# What this task involves:
Print all the entries verbatim.

(Excerpts of labeled region data)

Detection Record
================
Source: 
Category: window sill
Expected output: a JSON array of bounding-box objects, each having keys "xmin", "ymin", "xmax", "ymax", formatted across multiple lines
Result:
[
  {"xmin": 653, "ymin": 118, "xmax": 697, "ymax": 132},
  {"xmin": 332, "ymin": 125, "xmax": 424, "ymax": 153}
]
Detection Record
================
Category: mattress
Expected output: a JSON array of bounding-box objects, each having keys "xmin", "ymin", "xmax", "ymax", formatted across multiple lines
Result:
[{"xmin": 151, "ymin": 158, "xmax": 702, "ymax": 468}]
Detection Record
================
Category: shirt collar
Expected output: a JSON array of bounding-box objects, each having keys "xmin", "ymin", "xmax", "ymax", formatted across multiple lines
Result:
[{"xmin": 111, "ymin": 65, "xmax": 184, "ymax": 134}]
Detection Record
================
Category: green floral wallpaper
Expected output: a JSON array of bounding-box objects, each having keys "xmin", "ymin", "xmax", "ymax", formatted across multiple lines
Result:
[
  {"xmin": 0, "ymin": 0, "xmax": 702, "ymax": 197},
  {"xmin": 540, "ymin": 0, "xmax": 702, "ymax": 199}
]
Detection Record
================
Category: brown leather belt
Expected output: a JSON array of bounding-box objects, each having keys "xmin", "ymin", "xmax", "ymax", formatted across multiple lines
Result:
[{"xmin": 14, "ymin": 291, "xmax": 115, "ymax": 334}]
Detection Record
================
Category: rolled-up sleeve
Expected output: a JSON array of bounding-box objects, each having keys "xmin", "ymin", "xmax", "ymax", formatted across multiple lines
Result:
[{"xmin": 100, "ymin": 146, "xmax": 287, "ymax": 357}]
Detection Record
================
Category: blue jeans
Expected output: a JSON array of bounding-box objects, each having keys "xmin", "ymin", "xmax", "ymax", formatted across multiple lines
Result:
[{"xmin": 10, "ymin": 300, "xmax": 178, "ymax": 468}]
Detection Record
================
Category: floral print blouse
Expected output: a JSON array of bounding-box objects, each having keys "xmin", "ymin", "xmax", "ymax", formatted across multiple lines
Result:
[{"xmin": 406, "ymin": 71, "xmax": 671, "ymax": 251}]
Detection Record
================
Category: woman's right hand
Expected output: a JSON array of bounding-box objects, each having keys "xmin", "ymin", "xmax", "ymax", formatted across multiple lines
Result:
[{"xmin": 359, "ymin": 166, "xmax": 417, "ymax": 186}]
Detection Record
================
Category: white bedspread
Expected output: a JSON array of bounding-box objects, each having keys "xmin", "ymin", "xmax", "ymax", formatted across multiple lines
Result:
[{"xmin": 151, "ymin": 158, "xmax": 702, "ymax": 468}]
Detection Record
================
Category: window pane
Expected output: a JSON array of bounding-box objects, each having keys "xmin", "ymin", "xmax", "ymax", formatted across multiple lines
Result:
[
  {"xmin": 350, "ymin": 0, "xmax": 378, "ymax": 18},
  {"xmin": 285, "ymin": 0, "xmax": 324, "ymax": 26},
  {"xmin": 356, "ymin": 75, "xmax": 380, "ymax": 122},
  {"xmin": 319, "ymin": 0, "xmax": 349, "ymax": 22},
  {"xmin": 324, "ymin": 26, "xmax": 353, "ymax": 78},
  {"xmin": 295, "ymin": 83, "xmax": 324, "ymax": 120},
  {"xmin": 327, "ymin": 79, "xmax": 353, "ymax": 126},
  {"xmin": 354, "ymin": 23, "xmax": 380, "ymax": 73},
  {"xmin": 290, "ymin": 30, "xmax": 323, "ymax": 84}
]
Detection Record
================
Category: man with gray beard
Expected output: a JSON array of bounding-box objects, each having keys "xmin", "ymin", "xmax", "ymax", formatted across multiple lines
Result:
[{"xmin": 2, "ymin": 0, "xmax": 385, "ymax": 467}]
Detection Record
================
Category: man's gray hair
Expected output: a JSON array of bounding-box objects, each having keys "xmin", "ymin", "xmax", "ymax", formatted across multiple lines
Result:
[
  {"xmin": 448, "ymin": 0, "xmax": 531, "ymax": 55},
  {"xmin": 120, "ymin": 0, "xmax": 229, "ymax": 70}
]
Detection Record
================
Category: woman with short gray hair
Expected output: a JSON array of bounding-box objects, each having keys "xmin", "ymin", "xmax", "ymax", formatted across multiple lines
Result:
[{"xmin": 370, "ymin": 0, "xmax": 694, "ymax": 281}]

# The result:
Detection Record
================
Source: 
Category: window sill
Expected output: a JSON array of bounding-box objects, each having keys "xmin", "ymin", "xmax", "ymax", formatted across multiple lines
Result:
[
  {"xmin": 653, "ymin": 118, "xmax": 697, "ymax": 132},
  {"xmin": 332, "ymin": 125, "xmax": 424, "ymax": 153}
]
Detection Record
================
Category: mattress
Expected output: a JSON array of bounding-box objects, each having keys "xmin", "ymin", "xmax", "ymax", formatted across multiple lines
Result:
[{"xmin": 151, "ymin": 158, "xmax": 702, "ymax": 468}]
Detection Record
================
Category: shirt collar
Expected output: a JSON array of bounding-box objects, each having keys "xmin", "ymin", "xmax", "ymax", formatted across multiple lines
Result:
[{"xmin": 111, "ymin": 65, "xmax": 184, "ymax": 134}]
Detection Record
================
Category: green floral wallpaper
Expected output: a JSON array of bounding-box objects, each having keys "xmin", "ymin", "xmax", "ymax", formatted across multiple lines
Result:
[
  {"xmin": 0, "ymin": 0, "xmax": 702, "ymax": 197},
  {"xmin": 540, "ymin": 0, "xmax": 702, "ymax": 199}
]
Detection Record
================
Category: brown leather belt
Expected output: a JSON array of bounding-box objects, each having keys "xmin", "ymin", "xmax", "ymax", formatted across multiple lines
Result:
[{"xmin": 14, "ymin": 291, "xmax": 115, "ymax": 334}]
Detection Record
================
Category: rolled-up sleeve
Expected output: a JSON array of bounding-box objects, each having keys "xmin", "ymin", "xmax", "ymax", formatted across multiple lines
Result:
[{"xmin": 100, "ymin": 146, "xmax": 287, "ymax": 357}]
Detection Record
================
Category: blue jeans
Expected output: a JSON array of bounding-box objects, each having keys "xmin", "ymin", "xmax", "ymax", formatted across multiple lines
Result:
[{"xmin": 10, "ymin": 300, "xmax": 178, "ymax": 468}]
Detection Record
================
Category: floral print blouse
Expected output: a JSON array of bounding-box objects, each having keys "xmin", "ymin", "xmax", "ymax", formatted across multiple lines
Result:
[{"xmin": 406, "ymin": 71, "xmax": 671, "ymax": 251}]
Detection Record
================
Category: woman's right hand
Expected output: a JSON array of bounding-box objects, each having keys "xmin", "ymin", "xmax", "ymax", formatted across multiple lines
Result:
[{"xmin": 359, "ymin": 166, "xmax": 417, "ymax": 186}]
Detection Record
================
Category: white bedspread
Expected output: a JSON array of bounding-box objects, each having keys "xmin", "ymin", "xmax", "ymax", formatted across multiple lines
Result:
[{"xmin": 151, "ymin": 158, "xmax": 702, "ymax": 468}]
Detection Record
================
Category: window pane
Expected output: a JSON array of bounding-box objects, each having keys "xmin", "ymin", "xmax", "ymax", formatted across multiple lines
Result:
[
  {"xmin": 350, "ymin": 0, "xmax": 378, "ymax": 18},
  {"xmin": 285, "ymin": 0, "xmax": 324, "ymax": 26},
  {"xmin": 356, "ymin": 75, "xmax": 380, "ymax": 122},
  {"xmin": 319, "ymin": 0, "xmax": 349, "ymax": 22},
  {"xmin": 324, "ymin": 26, "xmax": 353, "ymax": 78},
  {"xmin": 295, "ymin": 83, "xmax": 324, "ymax": 120},
  {"xmin": 327, "ymin": 79, "xmax": 353, "ymax": 126},
  {"xmin": 354, "ymin": 23, "xmax": 380, "ymax": 73},
  {"xmin": 290, "ymin": 30, "xmax": 323, "ymax": 84}
]
Detection Record
================
Category: man with gray beard
Expected output: a JSON array of bounding-box objects, each having keys "xmin", "ymin", "xmax", "ymax", formatted across multiple lines
Result:
[{"xmin": 2, "ymin": 0, "xmax": 385, "ymax": 467}]
Detection Record
================
Category: man's gray hair
Expected output: a JSON array of bounding-box objects, each having keys "xmin", "ymin", "xmax", "ymax", formatted across multiple lines
Result:
[
  {"xmin": 448, "ymin": 0, "xmax": 531, "ymax": 55},
  {"xmin": 120, "ymin": 0, "xmax": 229, "ymax": 70}
]
Detection Record
================
Category: woman with short gray hair
Expected output: a JSON array of bounding-box objects, each having keys "xmin", "ymin", "xmax", "ymax", formatted across multiple lines
Result:
[{"xmin": 370, "ymin": 0, "xmax": 694, "ymax": 281}]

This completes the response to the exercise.